● **Exercise requirements**
Print the full listing exactly.
-- begin Information shown --
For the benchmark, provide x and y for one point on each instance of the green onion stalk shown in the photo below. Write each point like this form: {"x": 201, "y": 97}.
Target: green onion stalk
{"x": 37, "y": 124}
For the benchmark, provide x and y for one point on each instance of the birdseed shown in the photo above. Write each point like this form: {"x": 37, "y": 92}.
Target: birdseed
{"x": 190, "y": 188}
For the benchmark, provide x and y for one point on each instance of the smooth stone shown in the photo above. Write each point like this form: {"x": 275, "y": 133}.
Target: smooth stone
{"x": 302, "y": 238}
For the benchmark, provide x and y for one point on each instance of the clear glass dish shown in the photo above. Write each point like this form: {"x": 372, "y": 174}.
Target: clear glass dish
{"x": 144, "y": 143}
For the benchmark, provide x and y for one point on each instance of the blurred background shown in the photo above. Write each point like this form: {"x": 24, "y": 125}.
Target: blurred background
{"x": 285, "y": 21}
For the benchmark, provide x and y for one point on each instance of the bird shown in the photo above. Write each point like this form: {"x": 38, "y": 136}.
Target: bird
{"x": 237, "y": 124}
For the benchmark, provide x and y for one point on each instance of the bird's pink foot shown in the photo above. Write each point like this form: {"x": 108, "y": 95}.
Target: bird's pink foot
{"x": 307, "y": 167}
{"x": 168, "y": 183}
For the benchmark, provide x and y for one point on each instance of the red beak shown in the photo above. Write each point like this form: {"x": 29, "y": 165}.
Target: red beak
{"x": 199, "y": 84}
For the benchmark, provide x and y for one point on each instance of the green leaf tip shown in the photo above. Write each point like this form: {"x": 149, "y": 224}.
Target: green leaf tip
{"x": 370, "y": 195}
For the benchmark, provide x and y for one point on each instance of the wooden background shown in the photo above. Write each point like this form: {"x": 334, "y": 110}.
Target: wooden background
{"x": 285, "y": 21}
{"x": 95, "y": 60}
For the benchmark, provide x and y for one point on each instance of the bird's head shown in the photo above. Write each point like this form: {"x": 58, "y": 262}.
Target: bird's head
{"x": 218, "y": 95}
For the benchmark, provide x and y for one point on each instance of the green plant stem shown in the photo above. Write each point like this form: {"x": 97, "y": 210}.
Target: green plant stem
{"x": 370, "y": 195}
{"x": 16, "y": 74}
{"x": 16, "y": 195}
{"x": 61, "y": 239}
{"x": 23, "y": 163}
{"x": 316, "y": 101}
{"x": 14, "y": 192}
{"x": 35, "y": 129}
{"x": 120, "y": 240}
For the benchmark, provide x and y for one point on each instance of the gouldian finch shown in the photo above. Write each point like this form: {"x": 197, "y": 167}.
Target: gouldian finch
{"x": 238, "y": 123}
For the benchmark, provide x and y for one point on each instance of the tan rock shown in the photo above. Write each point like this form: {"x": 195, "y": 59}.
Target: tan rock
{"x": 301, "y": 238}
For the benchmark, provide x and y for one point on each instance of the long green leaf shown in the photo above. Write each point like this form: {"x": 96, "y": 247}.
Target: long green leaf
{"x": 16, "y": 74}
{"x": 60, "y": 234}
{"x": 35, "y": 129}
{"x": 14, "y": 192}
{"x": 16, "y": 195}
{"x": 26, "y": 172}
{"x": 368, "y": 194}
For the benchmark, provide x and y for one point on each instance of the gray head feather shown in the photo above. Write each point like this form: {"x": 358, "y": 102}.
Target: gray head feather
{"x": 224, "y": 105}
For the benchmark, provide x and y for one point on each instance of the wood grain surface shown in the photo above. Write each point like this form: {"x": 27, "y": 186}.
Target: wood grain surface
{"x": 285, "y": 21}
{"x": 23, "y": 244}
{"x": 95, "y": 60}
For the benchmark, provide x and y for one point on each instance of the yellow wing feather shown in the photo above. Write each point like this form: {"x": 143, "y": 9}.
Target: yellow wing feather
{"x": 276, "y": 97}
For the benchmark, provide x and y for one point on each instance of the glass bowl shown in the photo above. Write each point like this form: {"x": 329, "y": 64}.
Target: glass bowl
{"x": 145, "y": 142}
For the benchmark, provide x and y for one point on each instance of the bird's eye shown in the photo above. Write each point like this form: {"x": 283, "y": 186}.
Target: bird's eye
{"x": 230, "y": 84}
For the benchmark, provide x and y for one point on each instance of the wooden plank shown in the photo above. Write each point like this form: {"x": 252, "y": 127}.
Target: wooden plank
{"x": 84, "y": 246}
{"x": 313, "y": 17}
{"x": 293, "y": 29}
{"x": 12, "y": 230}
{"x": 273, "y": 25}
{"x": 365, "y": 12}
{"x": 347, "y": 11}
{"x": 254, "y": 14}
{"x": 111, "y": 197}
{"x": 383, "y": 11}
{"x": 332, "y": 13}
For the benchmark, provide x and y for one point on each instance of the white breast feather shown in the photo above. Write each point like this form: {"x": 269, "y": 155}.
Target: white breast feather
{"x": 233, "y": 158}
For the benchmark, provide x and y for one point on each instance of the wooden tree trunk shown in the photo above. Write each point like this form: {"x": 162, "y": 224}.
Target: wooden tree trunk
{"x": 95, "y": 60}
-- end Information shown --
● **Full response**
For the benchmark, provide x and y for one point on each instance of the green onion stalk shown in the photo below. Write each point like this form: {"x": 201, "y": 97}.
Target: green onion stalk
{"x": 37, "y": 124}
For the benchmark, provide x and y for one point on each instance of the birdseed shown in the photo above. Write each point like this form: {"x": 37, "y": 92}.
Target: birdseed
{"x": 190, "y": 188}
For the benchmark, provide x and y for one point on each instance of the smooth stone shown in the photo above. Write each point like this form: {"x": 275, "y": 133}.
Target: smooth stone
{"x": 302, "y": 238}
For the benchmark, provide x and y for one point on each instance of the clear glass dish shown in the photo above. Write each point like this form: {"x": 372, "y": 174}.
Target: clear glass dish
{"x": 144, "y": 143}
For the benchmark, provide x and y for one point on each instance of the blurred background shown in the photo above. Write each point like this form: {"x": 24, "y": 125}.
Target: blurred background
{"x": 285, "y": 21}
For the benchmark, provide x and y for one point on each instance of the bird shown in the photo above. Write each point like this form: {"x": 38, "y": 136}.
Target: bird
{"x": 237, "y": 124}
For the benchmark, provide x and y for one point on each instance of the bird's pink foot shown in the photo above. Write each point like this form: {"x": 108, "y": 95}.
Target: bird's pink foot
{"x": 307, "y": 167}
{"x": 168, "y": 183}
For the benchmark, provide x and y for one point on each instance of the red beak shown in the photo above. Write each point like this form: {"x": 29, "y": 165}.
Target: red beak
{"x": 199, "y": 84}
For the benchmark, provide x and y for one point on each instance of the green leaf tip shown in the photo above. Write each point like this form: {"x": 149, "y": 224}.
Target: green leaf tip
{"x": 370, "y": 195}
For the benchmark, provide x and y for one point on each instance of the wooden background shown in the photo above. Write each point like this form: {"x": 334, "y": 110}.
Target: wooden background
{"x": 285, "y": 21}
{"x": 95, "y": 60}
For the benchmark, provide x and y for one point on each instance of the bird's head shown in the photo above. Write each point like this form: {"x": 58, "y": 262}.
Target: bird's head
{"x": 218, "y": 95}
For the benchmark, provide x and y for one point on each instance of the green plant stem shown in the photo above. Write each point like this form: {"x": 97, "y": 210}.
Target: green plant stem
{"x": 370, "y": 195}
{"x": 16, "y": 74}
{"x": 16, "y": 195}
{"x": 61, "y": 239}
{"x": 23, "y": 163}
{"x": 316, "y": 101}
{"x": 14, "y": 192}
{"x": 35, "y": 129}
{"x": 120, "y": 240}
For the benchmark, provide x and y for one point on each instance of the gouldian finch shown in the photo above. Write each point like this form: {"x": 197, "y": 167}.
Target: gouldian finch
{"x": 238, "y": 123}
For the benchmark, provide x and y for one point on each instance of the tan rock shown in the photo above. Write each point like this form: {"x": 195, "y": 59}.
Target: tan rock
{"x": 301, "y": 238}
For the benchmark, provide x and y for one point on each instance of the long green leaf shown in the photo above. Write each point like this form: {"x": 96, "y": 247}.
Target: long green leaf
{"x": 16, "y": 74}
{"x": 60, "y": 234}
{"x": 35, "y": 129}
{"x": 14, "y": 192}
{"x": 16, "y": 195}
{"x": 26, "y": 172}
{"x": 368, "y": 194}
For the benchmark, provide x and y for one point on each instance of the gray head feather shown in the photo above. Write each point like this form: {"x": 358, "y": 102}.
Target: gray head feather
{"x": 224, "y": 105}
For the benchmark, provide x and y for one point on each instance of the wood grain surface shown in the photo above. Write each point like this form: {"x": 27, "y": 186}.
Target: wood grain surface
{"x": 285, "y": 21}
{"x": 23, "y": 244}
{"x": 95, "y": 60}
For the benchmark, provide x and y for one point on each instance of the yellow wing feather shown in the photo above. Write each point like this form: {"x": 143, "y": 9}.
Target: yellow wing feather
{"x": 276, "y": 97}
For the benchmark, provide x and y for one point on each instance of the glass bowl shown in the photo above. Write each point like this form: {"x": 329, "y": 64}.
Target: glass bowl
{"x": 145, "y": 142}
For the benchmark, provide x and y for one point on each instance of the bird's eye shown in the photo above. Write each point like this form: {"x": 283, "y": 186}.
Target: bird's eye
{"x": 230, "y": 84}
For the benchmark, provide x and y for one point on each instance of the wooden plank shown in the photo above. Write each point like this form: {"x": 252, "y": 127}.
Target: wooden plank
{"x": 84, "y": 246}
{"x": 313, "y": 17}
{"x": 293, "y": 29}
{"x": 12, "y": 230}
{"x": 273, "y": 25}
{"x": 365, "y": 12}
{"x": 347, "y": 11}
{"x": 254, "y": 14}
{"x": 111, "y": 197}
{"x": 383, "y": 11}
{"x": 332, "y": 13}
For the benchmark, provide x and y for one point on each instance of the white breast feather shown in the photo above. Write each point like this form: {"x": 269, "y": 155}.
Target: white breast feather
{"x": 233, "y": 158}
For the benchmark, provide x and y for one point on each instance of the wooden tree trunk shown in the photo above. Write each point like this form: {"x": 162, "y": 224}.
Target: wooden tree trunk
{"x": 95, "y": 60}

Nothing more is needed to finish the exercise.